TASKS FOR THIS EXERCISE
A - List each distinct narrative perspective that the writing critique names, from the most general to the most specific.
B - In the rows, arrange as a JSON list of strings the lines starting with the line containing "Return the outline of every instance of the sandy" and going on through the line containing "[[[550,413],[552,329],[203,359],[46,364],[2,413]]]", one string per line and blank lines omitted.

ARTICLE
The problem with this little bit in terms of plot line is that you’ve given us little in the way of what he feels like and what he senses beyond voices/thoughts/something else as well as darkness. Instead of building a setting and making a transition for the shock and awe factor better, you are simply telling us exactly what he thinks, which I have said before, but I believe I need to repeat seeing as this is prevalent in this work so far beyond anything else. Story progression in the first person perspective does not require an active thought to move forward. And, even worse is that how you project his thoughts.

Your story is placed in the first person past perspective, that is to say you are telling this story as if this has all already happened. Writing in this form is a lot like someone would write in a journal or diary and while mentioning hindsight and such is not something you should do constantly, doing it here and there can flesh out the story and make it seem as if it’s being told by the character in question, seeing as that is what you are doing.

What you’ve done is put forth the character’s thoughts in a present sense, as if his thoughts are happening in the present despite the fact the story is told the way it is. This is not a huge mistake, but it can easily be rectified by changing exactly how you present the thoughts and removing the overwhelming presence of active thoughts. Simply put, you need to adjust the thoughts as opposed to the story itself.

Writing in the first person present perspective can be difficult, that is to say, really really difficult for a new writer. You have to keep the thought process that this is happening and you’re telling it right as it happens. Writing in first person past is considerably easier for a newer writer and is far more common, therefore easier to learn about.

And then we have what seems to be this odd and strange moment of intuition from the character with little reason or explanation for this occurrence. He knows for a fact he isn’t dead? How does he know this, is he intimately familiar with what comes after death? Inherently this is a strange and oddly befuddling moment in the story that, while acceptable, could like many other things simply be shown or given away easier.

MATERIAL TO PROCESS

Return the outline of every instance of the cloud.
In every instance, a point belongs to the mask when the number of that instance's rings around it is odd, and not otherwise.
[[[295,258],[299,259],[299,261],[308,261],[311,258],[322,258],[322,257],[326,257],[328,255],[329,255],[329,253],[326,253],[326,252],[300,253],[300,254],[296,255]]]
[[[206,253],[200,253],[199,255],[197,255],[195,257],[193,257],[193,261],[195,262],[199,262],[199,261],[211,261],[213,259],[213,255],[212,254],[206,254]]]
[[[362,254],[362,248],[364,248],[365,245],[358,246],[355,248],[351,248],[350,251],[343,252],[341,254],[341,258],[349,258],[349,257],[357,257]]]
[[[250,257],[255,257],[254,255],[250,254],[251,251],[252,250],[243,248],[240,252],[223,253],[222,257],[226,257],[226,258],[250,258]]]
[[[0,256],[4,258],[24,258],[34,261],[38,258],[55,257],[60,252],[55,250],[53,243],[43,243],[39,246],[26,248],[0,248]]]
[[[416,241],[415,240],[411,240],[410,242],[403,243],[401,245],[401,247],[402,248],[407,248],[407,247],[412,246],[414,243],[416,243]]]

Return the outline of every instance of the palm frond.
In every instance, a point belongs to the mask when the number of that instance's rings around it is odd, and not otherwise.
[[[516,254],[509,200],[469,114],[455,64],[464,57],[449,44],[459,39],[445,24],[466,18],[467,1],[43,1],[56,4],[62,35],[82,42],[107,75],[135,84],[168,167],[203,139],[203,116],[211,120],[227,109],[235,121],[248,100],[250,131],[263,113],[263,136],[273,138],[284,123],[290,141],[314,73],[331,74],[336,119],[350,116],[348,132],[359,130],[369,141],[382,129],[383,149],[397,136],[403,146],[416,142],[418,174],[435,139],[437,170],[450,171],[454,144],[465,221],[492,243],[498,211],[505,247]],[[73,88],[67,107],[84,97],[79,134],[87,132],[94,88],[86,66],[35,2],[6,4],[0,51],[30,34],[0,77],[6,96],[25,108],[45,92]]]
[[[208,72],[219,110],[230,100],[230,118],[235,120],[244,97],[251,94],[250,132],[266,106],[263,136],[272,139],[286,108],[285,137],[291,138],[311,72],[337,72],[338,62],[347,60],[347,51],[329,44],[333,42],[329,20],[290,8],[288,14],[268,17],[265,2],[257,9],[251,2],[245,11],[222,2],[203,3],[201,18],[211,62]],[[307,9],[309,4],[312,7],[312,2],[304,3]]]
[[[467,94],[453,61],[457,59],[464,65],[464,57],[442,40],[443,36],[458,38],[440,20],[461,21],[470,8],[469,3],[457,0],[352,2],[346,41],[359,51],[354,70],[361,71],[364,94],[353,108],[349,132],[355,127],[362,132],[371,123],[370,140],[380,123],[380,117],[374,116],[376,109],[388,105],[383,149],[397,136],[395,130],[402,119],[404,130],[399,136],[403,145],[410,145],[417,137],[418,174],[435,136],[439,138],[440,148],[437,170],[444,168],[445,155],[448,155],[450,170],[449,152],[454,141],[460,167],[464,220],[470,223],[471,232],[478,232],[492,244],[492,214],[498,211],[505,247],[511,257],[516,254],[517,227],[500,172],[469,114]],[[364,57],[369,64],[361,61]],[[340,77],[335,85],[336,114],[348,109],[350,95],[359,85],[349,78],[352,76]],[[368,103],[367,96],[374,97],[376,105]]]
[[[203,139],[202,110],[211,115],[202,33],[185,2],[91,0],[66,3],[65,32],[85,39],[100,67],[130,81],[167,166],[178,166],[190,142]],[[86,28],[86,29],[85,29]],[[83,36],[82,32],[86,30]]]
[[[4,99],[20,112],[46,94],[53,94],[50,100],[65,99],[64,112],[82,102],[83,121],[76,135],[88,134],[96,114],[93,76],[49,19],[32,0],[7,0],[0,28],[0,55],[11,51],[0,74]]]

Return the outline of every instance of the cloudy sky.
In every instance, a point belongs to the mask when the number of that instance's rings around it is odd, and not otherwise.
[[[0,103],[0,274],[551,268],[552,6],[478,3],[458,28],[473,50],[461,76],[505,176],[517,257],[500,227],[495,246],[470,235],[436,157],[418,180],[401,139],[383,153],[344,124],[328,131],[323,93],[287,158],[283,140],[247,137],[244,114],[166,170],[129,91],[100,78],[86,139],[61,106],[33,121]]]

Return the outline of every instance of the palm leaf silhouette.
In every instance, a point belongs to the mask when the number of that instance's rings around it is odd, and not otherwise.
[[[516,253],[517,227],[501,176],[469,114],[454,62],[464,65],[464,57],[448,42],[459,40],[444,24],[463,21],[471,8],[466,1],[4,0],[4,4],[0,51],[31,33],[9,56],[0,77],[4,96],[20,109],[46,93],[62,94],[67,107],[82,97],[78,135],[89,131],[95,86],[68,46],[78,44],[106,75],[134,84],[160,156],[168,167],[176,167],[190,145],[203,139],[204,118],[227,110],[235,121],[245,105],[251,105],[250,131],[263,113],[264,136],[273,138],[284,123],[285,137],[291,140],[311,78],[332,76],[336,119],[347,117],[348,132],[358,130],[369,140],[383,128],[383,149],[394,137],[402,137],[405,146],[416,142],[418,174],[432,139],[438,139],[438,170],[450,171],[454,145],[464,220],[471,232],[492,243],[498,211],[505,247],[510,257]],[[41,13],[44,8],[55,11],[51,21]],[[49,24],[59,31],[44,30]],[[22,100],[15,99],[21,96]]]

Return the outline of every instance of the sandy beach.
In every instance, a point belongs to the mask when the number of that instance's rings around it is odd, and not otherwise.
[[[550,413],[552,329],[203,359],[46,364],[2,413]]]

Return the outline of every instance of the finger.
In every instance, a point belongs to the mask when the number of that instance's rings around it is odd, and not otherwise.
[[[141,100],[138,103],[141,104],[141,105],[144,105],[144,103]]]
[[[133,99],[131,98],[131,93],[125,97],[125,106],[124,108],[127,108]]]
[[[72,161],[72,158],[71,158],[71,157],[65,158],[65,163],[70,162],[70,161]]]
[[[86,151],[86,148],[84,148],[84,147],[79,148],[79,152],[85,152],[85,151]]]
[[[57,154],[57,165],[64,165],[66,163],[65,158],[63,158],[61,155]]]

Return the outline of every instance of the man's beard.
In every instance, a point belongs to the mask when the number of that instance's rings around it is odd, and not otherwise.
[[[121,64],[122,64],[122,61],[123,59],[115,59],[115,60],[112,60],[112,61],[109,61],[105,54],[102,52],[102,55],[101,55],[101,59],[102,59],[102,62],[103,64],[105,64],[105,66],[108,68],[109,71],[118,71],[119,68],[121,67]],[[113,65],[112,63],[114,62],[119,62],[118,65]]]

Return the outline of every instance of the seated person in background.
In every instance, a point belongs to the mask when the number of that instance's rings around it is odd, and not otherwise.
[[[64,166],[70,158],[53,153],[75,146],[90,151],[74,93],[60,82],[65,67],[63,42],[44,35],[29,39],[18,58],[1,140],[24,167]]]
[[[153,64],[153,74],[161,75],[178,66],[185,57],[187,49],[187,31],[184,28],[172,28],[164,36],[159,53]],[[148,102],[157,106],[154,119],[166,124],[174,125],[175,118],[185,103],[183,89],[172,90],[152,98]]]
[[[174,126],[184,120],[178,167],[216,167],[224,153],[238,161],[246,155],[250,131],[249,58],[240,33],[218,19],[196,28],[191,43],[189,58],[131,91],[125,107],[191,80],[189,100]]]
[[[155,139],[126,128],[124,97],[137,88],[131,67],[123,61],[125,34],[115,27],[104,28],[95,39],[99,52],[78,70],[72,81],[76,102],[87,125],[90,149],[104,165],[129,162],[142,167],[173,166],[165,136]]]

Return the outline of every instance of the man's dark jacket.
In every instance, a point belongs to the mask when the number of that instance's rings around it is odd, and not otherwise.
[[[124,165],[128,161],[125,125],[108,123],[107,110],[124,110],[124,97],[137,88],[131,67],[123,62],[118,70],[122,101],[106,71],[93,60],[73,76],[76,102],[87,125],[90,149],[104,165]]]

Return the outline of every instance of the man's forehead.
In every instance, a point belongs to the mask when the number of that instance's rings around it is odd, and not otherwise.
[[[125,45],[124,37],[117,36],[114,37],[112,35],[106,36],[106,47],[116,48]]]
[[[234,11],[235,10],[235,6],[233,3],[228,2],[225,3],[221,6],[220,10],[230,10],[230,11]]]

SOLUTION SET
A -
- First person
- First person past
- First person present

B -
[
  "Return the outline of every instance of the sandy beach.",
  "In every instance, a point belongs to the mask when the number of that instance's rings around it is odd, and not otherwise.",
  "[[[550,413],[552,329],[203,359],[46,364],[2,413]]]"
]